(DATA EXCERPTS)

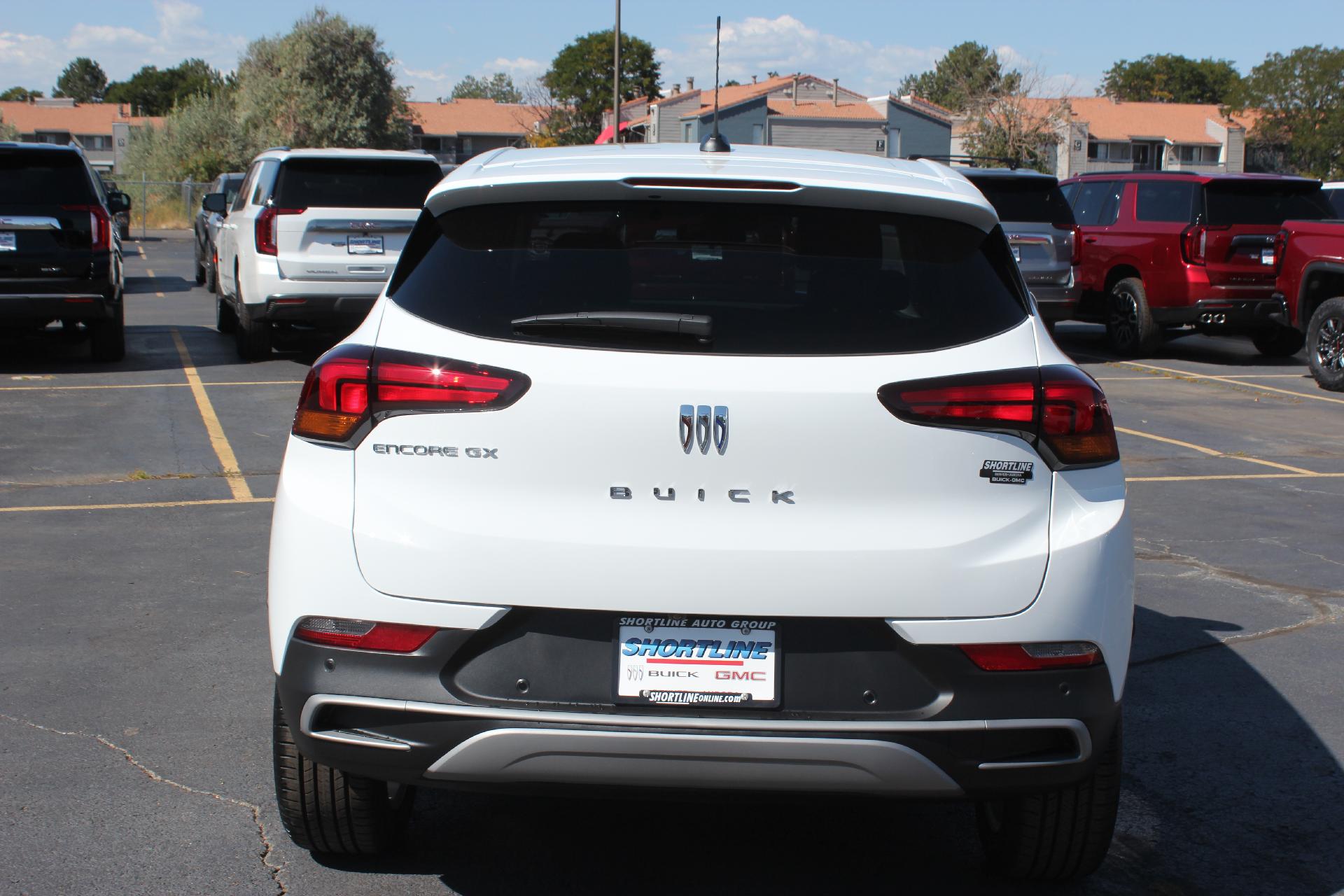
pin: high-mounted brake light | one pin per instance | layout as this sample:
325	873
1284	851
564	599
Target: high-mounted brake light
267	225
390	637
353	387
1059	410
1028	657
100	226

(End DATA EXCERPTS)

YOUR GOAL — All the material shown above is to be copied exactly, with no pictures carried over.

EXPECTED ANSWER —
pin: high-mounted brake light | one pin per instance | layout as this sample:
325	873
1284	851
564	599
Target: high-mounted brake light
267	225
390	637
353	387
1059	410
1028	657
100	226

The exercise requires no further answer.